#### WHAT THE TASK REQUIRES:
Transcribe the records underneath word for word, and leave no line out.

#### GIVEN ENTRIES:
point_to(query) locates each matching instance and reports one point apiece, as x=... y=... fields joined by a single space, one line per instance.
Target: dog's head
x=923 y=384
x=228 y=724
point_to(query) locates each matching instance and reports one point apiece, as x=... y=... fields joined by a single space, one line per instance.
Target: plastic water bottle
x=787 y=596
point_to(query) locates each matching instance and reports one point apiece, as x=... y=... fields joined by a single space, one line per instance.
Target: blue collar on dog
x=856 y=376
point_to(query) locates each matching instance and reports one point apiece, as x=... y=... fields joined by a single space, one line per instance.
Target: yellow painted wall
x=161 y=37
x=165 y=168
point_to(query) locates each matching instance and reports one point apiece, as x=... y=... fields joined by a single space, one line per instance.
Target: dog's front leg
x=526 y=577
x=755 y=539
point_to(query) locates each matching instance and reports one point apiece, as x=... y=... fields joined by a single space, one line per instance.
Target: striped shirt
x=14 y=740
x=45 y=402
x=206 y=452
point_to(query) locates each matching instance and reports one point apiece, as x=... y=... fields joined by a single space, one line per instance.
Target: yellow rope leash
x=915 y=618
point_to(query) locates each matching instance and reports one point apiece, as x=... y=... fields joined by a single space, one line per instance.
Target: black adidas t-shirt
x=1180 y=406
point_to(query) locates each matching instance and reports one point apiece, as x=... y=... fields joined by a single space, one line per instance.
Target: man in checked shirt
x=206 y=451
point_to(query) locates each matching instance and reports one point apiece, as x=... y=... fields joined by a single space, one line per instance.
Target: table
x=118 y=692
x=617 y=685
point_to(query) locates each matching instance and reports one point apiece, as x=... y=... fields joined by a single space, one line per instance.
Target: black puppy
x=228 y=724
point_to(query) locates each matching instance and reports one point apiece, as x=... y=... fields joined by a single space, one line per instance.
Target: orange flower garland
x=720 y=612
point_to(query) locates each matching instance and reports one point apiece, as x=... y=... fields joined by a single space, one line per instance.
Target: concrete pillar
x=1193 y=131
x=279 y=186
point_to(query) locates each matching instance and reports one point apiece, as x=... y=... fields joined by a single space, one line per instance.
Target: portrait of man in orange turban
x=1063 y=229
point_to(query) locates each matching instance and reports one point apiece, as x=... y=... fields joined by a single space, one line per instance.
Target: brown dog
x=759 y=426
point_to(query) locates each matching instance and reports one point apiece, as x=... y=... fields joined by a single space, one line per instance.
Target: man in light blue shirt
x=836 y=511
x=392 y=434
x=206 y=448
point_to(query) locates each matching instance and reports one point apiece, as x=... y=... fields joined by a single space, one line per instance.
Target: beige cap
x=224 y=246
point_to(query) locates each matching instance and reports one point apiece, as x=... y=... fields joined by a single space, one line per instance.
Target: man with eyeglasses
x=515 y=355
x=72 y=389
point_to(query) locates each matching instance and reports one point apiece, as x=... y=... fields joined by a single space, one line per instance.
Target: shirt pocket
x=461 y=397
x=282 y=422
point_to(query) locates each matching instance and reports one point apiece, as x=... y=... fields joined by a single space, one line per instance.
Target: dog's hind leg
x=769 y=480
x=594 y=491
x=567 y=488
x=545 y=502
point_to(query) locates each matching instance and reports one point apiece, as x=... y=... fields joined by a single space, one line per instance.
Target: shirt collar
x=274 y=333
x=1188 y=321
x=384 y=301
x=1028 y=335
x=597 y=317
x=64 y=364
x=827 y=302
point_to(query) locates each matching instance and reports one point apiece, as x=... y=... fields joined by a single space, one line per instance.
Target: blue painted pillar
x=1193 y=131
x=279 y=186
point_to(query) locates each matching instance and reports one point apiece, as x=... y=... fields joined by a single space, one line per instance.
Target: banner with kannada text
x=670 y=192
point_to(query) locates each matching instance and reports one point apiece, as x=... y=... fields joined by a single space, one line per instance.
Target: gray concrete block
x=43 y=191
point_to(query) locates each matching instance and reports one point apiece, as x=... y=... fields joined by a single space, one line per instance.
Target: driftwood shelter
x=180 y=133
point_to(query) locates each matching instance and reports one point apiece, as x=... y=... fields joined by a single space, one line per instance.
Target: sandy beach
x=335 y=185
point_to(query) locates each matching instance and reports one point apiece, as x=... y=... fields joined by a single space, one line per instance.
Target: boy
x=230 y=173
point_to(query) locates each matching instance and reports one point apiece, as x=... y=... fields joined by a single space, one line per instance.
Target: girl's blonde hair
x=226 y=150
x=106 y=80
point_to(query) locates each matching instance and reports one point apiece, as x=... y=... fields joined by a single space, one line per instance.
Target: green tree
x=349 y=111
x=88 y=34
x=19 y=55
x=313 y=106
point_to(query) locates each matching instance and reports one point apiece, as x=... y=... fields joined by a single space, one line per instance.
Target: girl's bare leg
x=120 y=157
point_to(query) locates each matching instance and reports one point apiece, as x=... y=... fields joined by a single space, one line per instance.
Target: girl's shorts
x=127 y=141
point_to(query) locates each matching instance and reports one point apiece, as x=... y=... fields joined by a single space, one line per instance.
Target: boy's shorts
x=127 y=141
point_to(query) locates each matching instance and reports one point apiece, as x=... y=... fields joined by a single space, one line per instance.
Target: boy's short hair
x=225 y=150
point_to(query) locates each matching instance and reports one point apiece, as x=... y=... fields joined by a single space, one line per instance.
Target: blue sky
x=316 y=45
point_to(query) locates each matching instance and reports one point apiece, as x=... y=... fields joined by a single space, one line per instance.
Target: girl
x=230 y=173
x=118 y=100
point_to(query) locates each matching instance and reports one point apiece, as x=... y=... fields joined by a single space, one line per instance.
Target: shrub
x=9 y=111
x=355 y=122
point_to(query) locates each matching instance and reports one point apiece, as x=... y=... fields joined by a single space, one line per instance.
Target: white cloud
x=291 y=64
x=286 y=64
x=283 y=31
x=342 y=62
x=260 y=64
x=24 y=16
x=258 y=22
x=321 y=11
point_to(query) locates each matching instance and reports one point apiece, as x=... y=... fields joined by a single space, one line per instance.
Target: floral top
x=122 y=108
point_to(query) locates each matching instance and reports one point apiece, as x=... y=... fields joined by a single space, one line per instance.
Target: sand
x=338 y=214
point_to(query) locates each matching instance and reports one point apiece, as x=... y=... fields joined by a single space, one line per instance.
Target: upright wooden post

#### YOUR RESPONSE:
point_to(query) locates each matching instance and reports one point apiece, as x=... y=... fields joined by a single space, one line per instance.
Target: dog's head
x=923 y=384
x=228 y=724
point_to(query) locates each matching instance and reports one point apiece, as x=... y=... fields joined by a single space, one line per instance.
Target: plastic water bottle
x=787 y=596
point_to(query) locates each matching instance and reports one point apiece, as x=... y=... fields joined by a single space, one line per instance.
Target: blue collar on dog
x=856 y=376
point_to(query) locates each matching instance and reports one point apiece, as x=... y=... fields joined by a single space, one line per instance.
Target: yellow painted wall
x=161 y=37
x=165 y=168
point_to(query) locates each matching instance and reports one point apiece, as x=... y=... fields joined by a single space, one line per instance.
Target: dog's front leg
x=526 y=577
x=755 y=539
point_to(query) locates each matching instance and reports one point apiece, as x=... y=... fields joined by a single space, one line per instance.
Target: striped shirt
x=14 y=740
x=45 y=402
x=206 y=452
point_to(query) locates each matching instance and reports one point apiece, as x=... y=... fields joined by a single space, one line per instance.
Target: yellow rope leash
x=915 y=618
point_to(query) locates each matching instance and reports one point apiece, as x=... y=... fields joined by a single space, one line per instance.
Target: black adidas t-shirt
x=1180 y=406
point_to(query) locates each matching instance and reports one point apiece, as x=... y=... fields joined by a single space, one line per instance.
Target: man in checked shirt
x=206 y=451
point_to(query) locates each matching instance and reports one point apiece, as x=... y=... fields joined by a single space, one line per instance.
Target: table
x=118 y=692
x=617 y=685
point_to(query) locates each matching instance and reports one point apiece, as x=... y=... fields joined by a single space, one line per instance.
Target: black puppy
x=228 y=724
point_to(query) locates each matching instance and reports one point apiece, as x=... y=... fields joined by a single space, one line per instance.
Target: orange flower garland
x=720 y=612
point_to(query) locates each matching instance and reports one point apiece, as x=... y=... fields joined by a single space, one line per instance.
Target: concrete pillar
x=1193 y=131
x=279 y=186
point_to(query) locates each matching instance and reports one point apiece, as x=... y=... fields joined by a single space, one line per instance.
Target: portrait of man in orange turban
x=1063 y=229
point_to(query) locates each matching instance and reports one point apiece, as x=... y=... fields joined by a single space, one line per instance.
Target: brown dog
x=759 y=426
point_to(query) locates each matching instance and reports one point apiece, as x=... y=... fields joined by a single space, one line per instance.
Target: man in light blue shirt
x=836 y=511
x=392 y=434
x=206 y=448
point_to(query) locates each matching instance and reports one point apiece, as x=... y=... fields joined by a single space, one line per instance.
Target: beige cap
x=224 y=246
point_to(query) locates each matching instance and reports one point apiece, as x=... y=... fields joined by a single space, one line per instance.
Target: man with eyeglasses
x=515 y=355
x=72 y=389
point_to(query) locates each matching instance and reports one point apiece, as x=... y=... fields joined by a single space, one line per instance.
Target: shirt pocket
x=461 y=397
x=282 y=422
point_to(query) locates each matching instance and reports one point apiece, as x=... y=... fields joined by a single space, one line per instance.
Target: dog's hind leg
x=769 y=480
x=594 y=491
x=567 y=488
x=545 y=502
point_to(query) locates each matching instance and reports one point apiece, as x=... y=... fields joined by a single space, one line per instance.
Target: shirt collar
x=274 y=333
x=1188 y=321
x=384 y=301
x=1028 y=335
x=597 y=317
x=64 y=364
x=827 y=302
point_to(query) locates each matching instance and reports one point apiece, as x=... y=... fields joined by a single space, one line per instance.
Target: blue painted pillar
x=1193 y=131
x=279 y=186
point_to(query) locates each matching instance and reports one point apiece, as x=... y=... fields joined by a single space, one line per instance.
Target: banner with kannada text
x=670 y=192
point_to(query) locates each matching instance and reports one point apiece, as x=... y=... fields joined by a single space, one line per instance.
Target: gray concrete block
x=43 y=191
point_to(query) locates each matching instance and reports one point apiece, as x=... y=... fields joined by a single space, one line per instance.
Target: driftwood shelter
x=180 y=133
point_to(query) locates each matching instance and reports one point apiece, as x=... y=... fields joined by a single space, one line per instance.
Target: sandy beach
x=335 y=185
point_to(query) locates each matching instance and reports one point apiece, as x=... y=... fields joined by a single space, one line per instance.
Target: boy
x=230 y=173
point_to(query) locates each matching instance and reports one point apiece, as x=... y=... fields joined by a single space, one line per instance.
Target: girl's blonde hair
x=226 y=150
x=106 y=80
point_to(query) locates each matching instance and reports one point apiece, as x=... y=... fields joined by a single space, one line per instance.
Target: green tree
x=349 y=111
x=88 y=34
x=19 y=55
x=313 y=106
point_to(query) locates each matching instance and reports one point apiece, as x=... y=... fields joined by a single space, one line per instance.
Target: girl's bare leg
x=120 y=157
point_to(query) locates each matching instance and reports one point apiece, as x=... y=... fields joined by a single space, one line per instance.
Target: girl's shorts
x=127 y=141
point_to(query) locates each matching instance and reports one point apiece, as x=... y=... fields joined by a single space, one line per instance.
Target: boy's shorts
x=127 y=141
point_to(query) locates each matching instance and reports one point apiece, as x=... y=... fields joined by a single space, one line per instance.
Target: boy's short hair
x=225 y=150
point_to(query) locates each matching instance and reports one point apiece, as x=... y=... fields joined by a single space, one line per instance.
Target: blue sky
x=316 y=45
point_to(query) locates each matching instance and reports one point apiece, as x=... y=... fields joined by a single space, one line per instance.
Target: girl
x=230 y=173
x=118 y=100
point_to(query) locates each matching instance and reports one point apiece, as x=... y=... fields joined by a single space, one line per instance.
Target: shrub
x=9 y=111
x=355 y=122
point_to(query) locates each matching instance and reports one point apiece, as x=... y=... fields joined by a single space, one line per instance.
Target: white cloud
x=291 y=64
x=286 y=64
x=283 y=31
x=342 y=62
x=260 y=64
x=24 y=16
x=258 y=22
x=321 y=11
point_to(query) locates each matching instance and reports one point apiece, as x=... y=... fields joined by a single space, one line per instance.
Target: floral top
x=122 y=108
point_to(query) locates each matching instance and reports one point apiece, as x=... y=... fields joined by a single space, one line per instance.
Target: sand
x=338 y=214
point_to(query) locates each matching instance and reports one point apiece, as x=... y=... fields joined by a single space, one line per instance.
Target: upright wooden post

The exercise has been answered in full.